<<<<

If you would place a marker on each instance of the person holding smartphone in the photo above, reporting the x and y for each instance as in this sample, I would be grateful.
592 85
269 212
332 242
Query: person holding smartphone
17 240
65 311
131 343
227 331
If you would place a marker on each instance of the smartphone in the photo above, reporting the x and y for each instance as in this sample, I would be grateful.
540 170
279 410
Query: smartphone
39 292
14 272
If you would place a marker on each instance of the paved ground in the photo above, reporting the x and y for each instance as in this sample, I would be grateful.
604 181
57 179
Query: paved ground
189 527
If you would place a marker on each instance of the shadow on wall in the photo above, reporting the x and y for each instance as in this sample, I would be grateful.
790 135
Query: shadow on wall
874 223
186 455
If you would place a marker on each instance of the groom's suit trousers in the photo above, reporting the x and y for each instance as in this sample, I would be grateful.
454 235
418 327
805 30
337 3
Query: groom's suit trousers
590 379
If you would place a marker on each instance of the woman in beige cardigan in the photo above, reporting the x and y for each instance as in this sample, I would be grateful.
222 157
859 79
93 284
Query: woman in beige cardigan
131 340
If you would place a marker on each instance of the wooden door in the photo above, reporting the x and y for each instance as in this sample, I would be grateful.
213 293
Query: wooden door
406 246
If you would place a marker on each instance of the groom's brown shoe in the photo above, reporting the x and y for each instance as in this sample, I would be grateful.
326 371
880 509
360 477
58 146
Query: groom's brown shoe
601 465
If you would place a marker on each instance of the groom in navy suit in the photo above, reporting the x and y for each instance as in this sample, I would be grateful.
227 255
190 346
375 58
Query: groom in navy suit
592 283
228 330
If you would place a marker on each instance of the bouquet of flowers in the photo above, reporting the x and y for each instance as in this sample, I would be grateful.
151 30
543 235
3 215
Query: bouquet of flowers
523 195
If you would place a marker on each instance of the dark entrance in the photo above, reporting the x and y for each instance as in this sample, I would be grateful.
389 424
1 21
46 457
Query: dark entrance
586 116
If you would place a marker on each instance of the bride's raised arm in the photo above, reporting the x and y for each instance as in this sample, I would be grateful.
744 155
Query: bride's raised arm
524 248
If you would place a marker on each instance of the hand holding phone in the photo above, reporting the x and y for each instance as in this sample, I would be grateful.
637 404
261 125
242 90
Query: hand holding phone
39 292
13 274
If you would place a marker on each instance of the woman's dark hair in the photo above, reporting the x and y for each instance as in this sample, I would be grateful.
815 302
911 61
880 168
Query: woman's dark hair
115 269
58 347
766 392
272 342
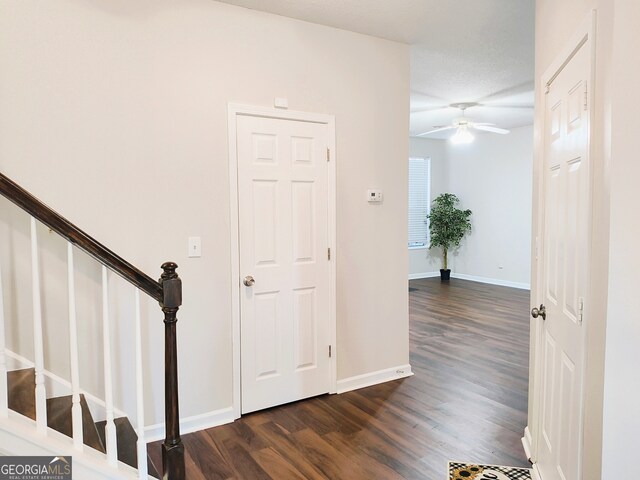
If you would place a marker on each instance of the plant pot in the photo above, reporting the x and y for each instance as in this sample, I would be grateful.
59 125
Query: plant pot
445 274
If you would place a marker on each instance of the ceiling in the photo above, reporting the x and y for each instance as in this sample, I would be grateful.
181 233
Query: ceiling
461 51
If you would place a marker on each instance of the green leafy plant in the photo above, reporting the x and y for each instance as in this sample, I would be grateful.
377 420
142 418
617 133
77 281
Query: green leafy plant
447 223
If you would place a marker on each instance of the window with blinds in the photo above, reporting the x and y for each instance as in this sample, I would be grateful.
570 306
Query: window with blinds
419 194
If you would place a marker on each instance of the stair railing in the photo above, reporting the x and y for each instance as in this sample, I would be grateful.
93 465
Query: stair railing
167 291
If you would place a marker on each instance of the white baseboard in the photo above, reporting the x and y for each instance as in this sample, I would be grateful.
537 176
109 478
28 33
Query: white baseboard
536 473
492 281
417 276
473 278
527 441
373 378
192 424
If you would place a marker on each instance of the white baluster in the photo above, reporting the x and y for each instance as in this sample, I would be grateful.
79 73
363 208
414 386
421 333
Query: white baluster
41 393
4 409
142 444
76 408
110 427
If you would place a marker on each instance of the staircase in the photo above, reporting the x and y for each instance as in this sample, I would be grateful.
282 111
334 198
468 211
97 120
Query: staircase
34 422
21 387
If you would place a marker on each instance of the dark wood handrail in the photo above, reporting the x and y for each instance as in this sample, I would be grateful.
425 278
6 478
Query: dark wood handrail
63 227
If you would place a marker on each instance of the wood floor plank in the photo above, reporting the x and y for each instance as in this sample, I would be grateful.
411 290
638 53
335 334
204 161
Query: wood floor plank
467 400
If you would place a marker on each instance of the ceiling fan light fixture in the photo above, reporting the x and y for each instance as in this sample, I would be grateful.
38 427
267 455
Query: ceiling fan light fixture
462 136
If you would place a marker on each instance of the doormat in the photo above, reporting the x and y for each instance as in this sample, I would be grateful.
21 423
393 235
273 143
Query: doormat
474 471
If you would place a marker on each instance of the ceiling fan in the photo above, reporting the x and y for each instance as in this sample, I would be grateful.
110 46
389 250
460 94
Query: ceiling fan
463 125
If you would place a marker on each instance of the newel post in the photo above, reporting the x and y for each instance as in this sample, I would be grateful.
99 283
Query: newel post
172 448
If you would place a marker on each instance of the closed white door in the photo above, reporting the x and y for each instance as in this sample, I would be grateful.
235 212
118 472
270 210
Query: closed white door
284 261
565 269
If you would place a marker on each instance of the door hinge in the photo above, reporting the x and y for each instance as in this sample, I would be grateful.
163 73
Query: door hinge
580 309
586 97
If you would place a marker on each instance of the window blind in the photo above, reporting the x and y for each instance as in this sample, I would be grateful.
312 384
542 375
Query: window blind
419 205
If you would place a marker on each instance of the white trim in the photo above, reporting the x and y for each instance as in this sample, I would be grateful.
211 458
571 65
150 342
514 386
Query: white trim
491 281
536 473
374 378
195 423
526 443
473 278
417 276
233 111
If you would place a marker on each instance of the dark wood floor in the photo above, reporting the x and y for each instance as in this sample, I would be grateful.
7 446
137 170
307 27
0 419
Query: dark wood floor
467 401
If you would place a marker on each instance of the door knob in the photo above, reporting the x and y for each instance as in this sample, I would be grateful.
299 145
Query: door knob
539 312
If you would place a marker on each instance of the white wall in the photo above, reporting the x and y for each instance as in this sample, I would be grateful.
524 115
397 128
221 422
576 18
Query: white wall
492 177
115 114
621 416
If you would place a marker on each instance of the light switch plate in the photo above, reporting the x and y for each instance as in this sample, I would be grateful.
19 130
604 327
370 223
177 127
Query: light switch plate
374 196
195 247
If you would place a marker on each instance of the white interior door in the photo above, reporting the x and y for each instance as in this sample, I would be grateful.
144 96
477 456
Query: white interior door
284 265
565 269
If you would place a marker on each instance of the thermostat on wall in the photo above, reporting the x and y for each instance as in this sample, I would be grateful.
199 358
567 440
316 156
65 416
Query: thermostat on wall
374 196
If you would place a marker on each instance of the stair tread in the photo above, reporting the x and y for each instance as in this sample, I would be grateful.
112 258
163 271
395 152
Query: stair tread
21 386
59 418
127 443
22 399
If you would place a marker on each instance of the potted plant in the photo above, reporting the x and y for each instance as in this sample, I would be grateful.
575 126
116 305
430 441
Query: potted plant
447 226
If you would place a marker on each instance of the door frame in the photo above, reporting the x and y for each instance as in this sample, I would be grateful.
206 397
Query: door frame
235 110
584 36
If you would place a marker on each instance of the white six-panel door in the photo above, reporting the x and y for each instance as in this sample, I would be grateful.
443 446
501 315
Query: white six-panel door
565 268
284 265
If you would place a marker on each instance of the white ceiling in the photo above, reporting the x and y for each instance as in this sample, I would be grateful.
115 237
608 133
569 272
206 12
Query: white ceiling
461 51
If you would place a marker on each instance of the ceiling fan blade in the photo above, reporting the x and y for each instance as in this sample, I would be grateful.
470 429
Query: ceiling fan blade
487 128
441 129
428 109
513 106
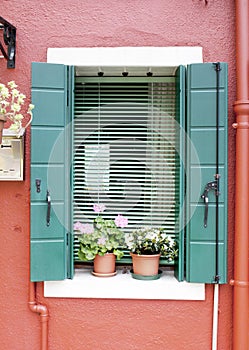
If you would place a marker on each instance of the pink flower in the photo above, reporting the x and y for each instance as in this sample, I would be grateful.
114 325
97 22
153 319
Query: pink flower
83 228
101 241
99 208
87 228
121 221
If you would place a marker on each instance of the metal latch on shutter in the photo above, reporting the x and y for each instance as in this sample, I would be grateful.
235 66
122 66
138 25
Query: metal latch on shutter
210 186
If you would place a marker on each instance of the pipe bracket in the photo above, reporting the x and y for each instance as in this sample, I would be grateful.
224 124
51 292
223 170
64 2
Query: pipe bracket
236 283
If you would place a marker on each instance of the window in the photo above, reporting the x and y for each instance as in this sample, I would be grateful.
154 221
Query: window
52 93
125 150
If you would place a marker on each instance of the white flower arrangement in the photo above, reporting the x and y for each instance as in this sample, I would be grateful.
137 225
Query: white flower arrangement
11 102
151 240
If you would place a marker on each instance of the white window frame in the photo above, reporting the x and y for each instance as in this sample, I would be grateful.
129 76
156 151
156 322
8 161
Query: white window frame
123 286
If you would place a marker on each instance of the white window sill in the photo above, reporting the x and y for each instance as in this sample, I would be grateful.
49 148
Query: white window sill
123 286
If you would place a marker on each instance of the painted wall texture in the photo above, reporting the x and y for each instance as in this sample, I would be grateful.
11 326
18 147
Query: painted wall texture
108 324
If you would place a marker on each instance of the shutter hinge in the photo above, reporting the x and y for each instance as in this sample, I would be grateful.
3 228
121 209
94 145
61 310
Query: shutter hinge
217 66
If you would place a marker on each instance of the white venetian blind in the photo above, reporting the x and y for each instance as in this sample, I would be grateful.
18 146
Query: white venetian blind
125 150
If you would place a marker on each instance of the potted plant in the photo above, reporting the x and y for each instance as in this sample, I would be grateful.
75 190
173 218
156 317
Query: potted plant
11 103
146 245
101 241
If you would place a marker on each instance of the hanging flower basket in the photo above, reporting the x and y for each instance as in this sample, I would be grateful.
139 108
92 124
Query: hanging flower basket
3 119
11 102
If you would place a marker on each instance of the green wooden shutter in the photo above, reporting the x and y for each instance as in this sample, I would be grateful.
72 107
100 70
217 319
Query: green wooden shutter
201 168
50 164
180 175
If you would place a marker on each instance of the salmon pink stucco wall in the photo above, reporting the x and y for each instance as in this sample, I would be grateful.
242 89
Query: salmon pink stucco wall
108 324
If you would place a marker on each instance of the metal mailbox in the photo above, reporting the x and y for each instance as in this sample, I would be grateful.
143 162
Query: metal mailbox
11 156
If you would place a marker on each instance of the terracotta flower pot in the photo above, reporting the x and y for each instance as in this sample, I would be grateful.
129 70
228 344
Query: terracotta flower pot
145 265
104 266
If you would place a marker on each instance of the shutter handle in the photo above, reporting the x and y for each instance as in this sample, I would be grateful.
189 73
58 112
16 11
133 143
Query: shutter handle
209 186
48 208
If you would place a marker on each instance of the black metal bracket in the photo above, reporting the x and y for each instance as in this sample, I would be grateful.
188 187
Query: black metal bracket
9 37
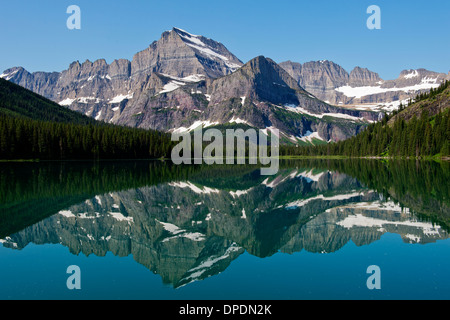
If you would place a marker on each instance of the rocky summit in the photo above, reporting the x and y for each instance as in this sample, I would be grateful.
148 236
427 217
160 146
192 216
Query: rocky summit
184 80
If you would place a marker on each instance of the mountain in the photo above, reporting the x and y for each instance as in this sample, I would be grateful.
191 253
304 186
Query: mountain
361 88
421 129
183 80
16 101
33 127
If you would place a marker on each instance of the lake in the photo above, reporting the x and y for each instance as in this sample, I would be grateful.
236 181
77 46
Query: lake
153 230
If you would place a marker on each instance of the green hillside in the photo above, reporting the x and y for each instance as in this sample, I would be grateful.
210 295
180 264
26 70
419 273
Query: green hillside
16 101
32 128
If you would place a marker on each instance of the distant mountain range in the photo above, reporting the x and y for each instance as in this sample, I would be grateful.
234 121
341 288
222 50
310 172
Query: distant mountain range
361 88
183 81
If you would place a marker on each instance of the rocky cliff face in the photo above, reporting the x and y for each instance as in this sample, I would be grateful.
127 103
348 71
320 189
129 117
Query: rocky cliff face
361 88
183 81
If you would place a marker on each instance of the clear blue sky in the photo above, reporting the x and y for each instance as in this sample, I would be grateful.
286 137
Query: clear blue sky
414 34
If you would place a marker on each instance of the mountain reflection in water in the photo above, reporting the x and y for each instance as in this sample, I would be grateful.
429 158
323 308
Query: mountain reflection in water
190 223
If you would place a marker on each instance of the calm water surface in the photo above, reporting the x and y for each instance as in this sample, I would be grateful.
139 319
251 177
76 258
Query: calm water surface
151 230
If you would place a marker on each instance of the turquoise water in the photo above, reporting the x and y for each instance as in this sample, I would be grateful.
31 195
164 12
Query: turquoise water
138 231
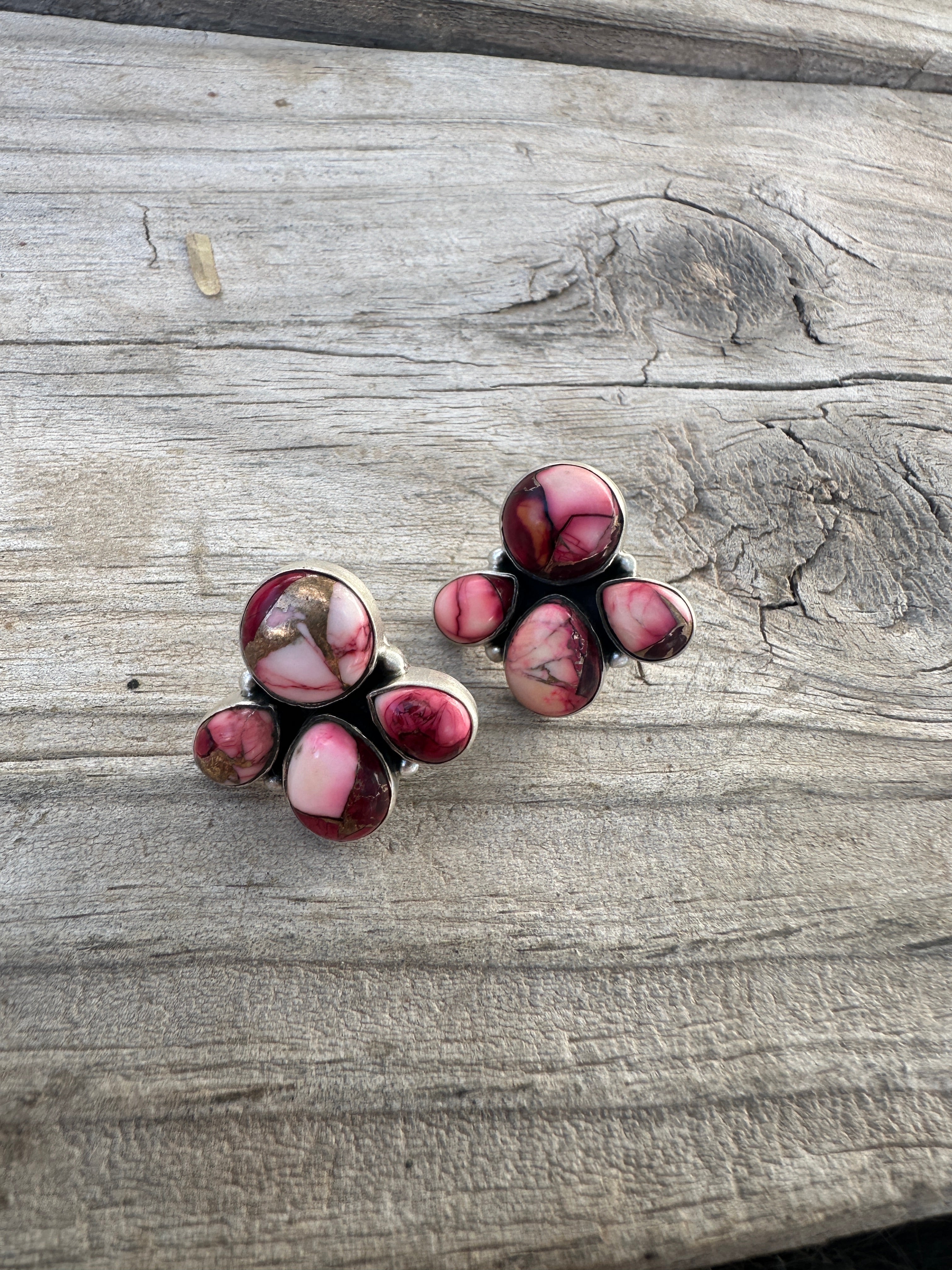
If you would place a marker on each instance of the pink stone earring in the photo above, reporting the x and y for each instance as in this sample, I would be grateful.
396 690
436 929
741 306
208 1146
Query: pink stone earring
559 601
322 681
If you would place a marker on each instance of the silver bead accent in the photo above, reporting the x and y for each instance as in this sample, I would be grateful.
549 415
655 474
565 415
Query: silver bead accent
393 660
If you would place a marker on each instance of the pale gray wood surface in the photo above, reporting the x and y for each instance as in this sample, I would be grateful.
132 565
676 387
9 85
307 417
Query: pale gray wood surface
889 44
657 986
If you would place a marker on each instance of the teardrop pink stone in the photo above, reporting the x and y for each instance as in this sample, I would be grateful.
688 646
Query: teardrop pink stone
236 745
471 609
649 620
427 724
336 783
552 660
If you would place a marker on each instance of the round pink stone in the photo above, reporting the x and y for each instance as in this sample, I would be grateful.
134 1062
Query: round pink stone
563 523
552 660
236 745
650 621
424 724
471 609
306 638
336 783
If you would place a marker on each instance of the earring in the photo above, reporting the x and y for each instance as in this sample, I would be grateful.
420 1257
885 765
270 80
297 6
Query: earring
331 705
560 601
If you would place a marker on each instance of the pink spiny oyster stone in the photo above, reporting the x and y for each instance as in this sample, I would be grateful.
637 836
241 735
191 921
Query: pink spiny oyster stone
471 609
552 660
562 524
650 621
236 745
337 784
306 638
426 724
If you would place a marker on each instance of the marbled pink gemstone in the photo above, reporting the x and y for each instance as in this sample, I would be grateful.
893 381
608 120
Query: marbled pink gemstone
337 784
236 745
554 660
471 609
424 724
306 638
563 523
650 621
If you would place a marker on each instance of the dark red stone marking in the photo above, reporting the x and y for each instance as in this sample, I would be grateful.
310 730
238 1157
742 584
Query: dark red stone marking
424 724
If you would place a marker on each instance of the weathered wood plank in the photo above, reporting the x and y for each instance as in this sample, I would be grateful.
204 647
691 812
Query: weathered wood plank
660 985
873 43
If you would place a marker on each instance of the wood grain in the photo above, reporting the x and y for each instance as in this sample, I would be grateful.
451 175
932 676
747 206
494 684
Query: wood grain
662 985
874 43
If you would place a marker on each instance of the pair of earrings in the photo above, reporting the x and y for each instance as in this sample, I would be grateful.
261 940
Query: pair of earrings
334 708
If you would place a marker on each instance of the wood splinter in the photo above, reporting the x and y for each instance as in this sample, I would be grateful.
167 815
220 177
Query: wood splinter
201 260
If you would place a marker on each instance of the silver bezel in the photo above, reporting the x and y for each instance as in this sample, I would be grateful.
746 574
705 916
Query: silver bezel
620 497
483 573
570 604
648 661
354 732
364 595
421 678
247 704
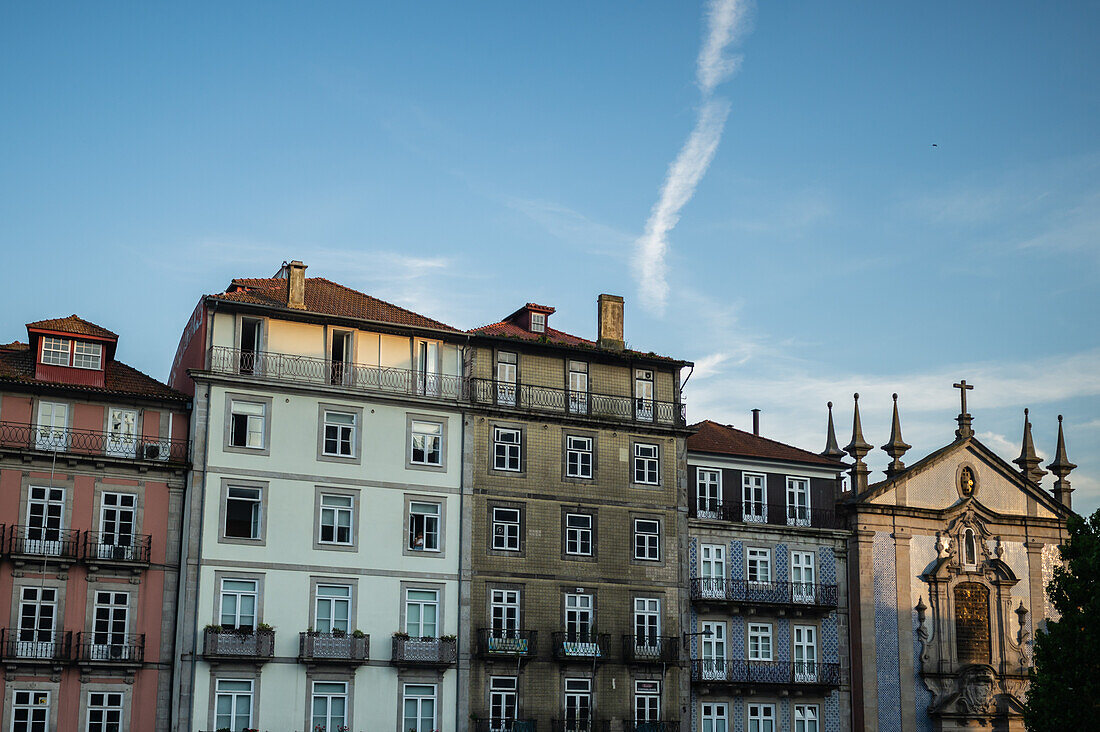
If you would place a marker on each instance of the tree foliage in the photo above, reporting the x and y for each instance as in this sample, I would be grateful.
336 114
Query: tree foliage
1065 684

>>>>

* **WHAT YOU HAVE TO DO**
Output the lines from the one containing "of the tree" through the end of the data as a JSON list of strings, one string per line, leaving out any blank lines.

* **SOLUTION FOR THIS TASK**
[
  "If you would place a marker on each instance of the tree foliage in the photo above, reporting the x and y for each instance as in this sample, I would be grateful.",
  "336 114",
  "Query: tree foliage",
  "1065 684"
]